## Given problem:
Count the lines in the records below that contain the word "towel", matching case exactly. Give only the number.

:::::

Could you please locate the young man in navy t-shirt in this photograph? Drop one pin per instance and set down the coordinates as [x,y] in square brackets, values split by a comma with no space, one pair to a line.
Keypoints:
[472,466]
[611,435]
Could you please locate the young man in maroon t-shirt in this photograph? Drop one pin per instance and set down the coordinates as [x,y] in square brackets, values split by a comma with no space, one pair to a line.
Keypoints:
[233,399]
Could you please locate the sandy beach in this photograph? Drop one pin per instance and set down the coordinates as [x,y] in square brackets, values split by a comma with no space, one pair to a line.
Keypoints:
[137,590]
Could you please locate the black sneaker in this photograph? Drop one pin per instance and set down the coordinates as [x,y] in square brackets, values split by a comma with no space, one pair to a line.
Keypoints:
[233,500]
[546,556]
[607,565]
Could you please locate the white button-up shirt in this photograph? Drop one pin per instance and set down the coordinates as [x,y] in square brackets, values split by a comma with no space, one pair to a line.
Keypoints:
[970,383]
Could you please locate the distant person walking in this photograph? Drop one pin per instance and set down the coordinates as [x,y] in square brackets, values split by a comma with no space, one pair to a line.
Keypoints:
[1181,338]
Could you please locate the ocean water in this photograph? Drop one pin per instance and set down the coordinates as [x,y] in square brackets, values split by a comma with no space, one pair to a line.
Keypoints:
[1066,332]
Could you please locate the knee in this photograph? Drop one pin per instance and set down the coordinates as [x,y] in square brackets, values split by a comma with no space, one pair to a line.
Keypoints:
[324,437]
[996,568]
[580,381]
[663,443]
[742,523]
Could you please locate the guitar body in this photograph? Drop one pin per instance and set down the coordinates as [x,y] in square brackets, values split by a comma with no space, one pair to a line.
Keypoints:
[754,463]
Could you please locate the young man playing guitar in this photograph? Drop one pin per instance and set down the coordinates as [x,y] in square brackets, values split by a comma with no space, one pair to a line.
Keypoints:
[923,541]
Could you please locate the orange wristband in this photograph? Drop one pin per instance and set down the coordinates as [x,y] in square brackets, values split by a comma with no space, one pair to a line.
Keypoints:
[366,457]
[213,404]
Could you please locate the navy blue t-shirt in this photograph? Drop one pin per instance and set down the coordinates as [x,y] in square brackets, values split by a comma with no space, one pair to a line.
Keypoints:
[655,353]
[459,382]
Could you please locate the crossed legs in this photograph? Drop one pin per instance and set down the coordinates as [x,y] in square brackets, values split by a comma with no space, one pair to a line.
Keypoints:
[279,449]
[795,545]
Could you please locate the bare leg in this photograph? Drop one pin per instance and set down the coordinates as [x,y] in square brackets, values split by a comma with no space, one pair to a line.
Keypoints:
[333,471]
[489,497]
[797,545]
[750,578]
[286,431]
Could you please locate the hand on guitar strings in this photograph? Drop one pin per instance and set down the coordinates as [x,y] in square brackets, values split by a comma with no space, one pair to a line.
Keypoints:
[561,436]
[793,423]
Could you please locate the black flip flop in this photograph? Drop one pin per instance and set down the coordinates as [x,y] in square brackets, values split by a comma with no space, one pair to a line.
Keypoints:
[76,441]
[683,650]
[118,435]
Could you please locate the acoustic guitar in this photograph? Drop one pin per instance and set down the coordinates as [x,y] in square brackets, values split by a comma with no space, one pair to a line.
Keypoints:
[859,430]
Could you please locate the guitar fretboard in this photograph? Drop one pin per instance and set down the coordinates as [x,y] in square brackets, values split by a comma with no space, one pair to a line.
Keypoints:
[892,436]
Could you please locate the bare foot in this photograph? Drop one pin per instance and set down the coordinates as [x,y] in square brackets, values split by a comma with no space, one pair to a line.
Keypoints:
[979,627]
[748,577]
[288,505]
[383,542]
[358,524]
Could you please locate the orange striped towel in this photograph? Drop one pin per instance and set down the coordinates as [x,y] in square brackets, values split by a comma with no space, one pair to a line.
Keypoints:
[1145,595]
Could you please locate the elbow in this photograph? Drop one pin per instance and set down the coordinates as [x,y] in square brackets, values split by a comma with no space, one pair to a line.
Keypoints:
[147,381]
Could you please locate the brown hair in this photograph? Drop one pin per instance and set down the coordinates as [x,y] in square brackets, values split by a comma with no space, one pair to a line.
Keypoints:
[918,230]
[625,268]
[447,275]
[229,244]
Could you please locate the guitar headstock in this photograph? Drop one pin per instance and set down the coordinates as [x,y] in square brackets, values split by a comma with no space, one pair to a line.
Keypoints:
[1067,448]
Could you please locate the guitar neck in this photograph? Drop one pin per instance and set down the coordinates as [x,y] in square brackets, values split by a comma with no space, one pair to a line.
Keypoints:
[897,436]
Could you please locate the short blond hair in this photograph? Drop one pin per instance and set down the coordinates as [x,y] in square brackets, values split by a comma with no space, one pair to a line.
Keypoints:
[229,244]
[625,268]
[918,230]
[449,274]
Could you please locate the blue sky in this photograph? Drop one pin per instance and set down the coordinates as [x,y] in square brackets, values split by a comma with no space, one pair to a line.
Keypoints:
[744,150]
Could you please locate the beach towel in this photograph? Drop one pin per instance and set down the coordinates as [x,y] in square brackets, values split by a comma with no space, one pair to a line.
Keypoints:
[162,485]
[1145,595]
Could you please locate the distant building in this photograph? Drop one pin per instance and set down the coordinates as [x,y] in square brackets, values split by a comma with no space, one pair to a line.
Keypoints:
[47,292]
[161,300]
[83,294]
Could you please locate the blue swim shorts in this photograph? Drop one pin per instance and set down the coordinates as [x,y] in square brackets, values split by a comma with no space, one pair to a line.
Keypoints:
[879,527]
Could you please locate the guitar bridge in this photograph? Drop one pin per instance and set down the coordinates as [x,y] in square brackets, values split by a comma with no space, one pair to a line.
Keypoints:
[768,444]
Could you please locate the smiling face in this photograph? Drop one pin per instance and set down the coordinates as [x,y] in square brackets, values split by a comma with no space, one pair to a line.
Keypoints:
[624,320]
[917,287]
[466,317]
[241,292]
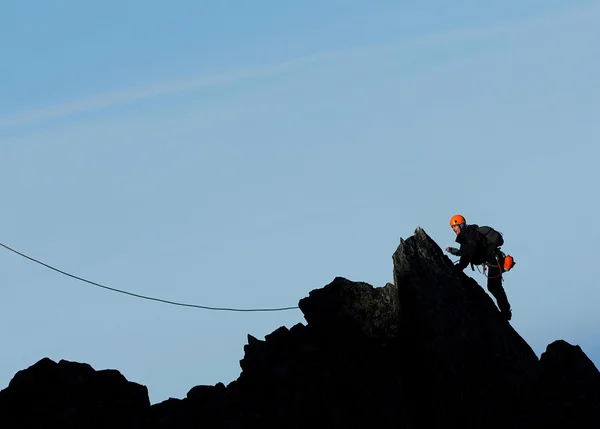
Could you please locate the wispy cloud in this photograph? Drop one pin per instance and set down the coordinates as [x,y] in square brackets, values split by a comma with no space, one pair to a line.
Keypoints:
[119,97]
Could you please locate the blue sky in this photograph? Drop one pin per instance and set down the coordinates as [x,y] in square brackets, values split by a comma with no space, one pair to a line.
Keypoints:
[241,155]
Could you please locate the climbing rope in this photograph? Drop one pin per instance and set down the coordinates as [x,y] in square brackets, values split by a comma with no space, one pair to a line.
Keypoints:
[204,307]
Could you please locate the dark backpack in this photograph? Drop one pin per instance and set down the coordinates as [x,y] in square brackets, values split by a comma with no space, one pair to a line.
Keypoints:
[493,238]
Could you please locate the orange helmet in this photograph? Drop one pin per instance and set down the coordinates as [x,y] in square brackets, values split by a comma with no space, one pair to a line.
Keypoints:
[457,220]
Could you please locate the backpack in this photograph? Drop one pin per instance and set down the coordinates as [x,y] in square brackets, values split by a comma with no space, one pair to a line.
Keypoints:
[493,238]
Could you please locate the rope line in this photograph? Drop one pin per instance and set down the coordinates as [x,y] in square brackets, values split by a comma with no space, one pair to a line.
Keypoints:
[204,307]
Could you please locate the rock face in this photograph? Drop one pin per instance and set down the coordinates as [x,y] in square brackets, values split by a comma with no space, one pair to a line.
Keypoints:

:::::

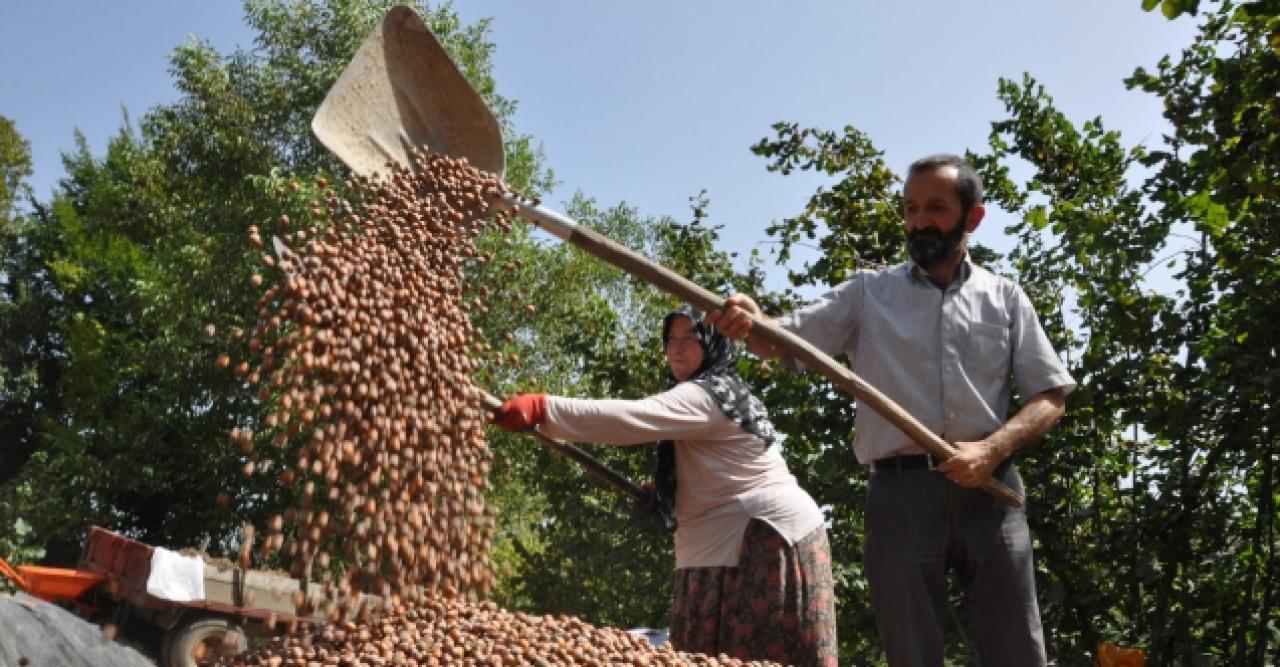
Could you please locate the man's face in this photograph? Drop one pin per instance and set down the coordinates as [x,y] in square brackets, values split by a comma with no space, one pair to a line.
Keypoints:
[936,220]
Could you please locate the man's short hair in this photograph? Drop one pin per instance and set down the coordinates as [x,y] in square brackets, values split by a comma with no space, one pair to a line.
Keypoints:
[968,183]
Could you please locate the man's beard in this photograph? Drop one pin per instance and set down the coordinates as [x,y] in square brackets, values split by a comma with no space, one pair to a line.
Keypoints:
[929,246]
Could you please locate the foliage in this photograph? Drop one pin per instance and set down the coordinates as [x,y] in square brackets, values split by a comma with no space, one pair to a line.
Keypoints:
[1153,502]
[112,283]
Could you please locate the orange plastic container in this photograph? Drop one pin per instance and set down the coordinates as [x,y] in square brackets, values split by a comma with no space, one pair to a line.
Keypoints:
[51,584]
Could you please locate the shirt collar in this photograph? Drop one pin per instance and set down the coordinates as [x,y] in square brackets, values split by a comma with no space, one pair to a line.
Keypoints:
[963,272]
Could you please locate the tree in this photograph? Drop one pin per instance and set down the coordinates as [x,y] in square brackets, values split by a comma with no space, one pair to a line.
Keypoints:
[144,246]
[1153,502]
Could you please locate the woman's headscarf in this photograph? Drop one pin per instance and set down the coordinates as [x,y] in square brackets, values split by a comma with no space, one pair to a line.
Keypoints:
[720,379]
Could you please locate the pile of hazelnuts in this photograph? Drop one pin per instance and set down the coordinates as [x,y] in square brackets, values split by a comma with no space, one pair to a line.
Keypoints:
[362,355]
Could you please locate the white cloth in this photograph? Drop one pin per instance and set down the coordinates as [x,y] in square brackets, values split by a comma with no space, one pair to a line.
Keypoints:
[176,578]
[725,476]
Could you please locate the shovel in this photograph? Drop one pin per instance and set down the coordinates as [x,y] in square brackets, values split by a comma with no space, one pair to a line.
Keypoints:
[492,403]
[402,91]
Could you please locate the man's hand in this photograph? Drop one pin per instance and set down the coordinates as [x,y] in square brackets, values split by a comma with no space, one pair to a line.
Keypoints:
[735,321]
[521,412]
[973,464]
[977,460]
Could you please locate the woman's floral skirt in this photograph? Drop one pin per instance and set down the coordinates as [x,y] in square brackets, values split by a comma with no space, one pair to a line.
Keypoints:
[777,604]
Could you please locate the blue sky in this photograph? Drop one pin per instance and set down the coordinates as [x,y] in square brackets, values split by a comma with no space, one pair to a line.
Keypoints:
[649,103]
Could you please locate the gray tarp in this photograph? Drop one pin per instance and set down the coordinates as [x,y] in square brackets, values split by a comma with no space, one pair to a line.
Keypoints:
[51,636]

:::::

## Solution to the exercise:
2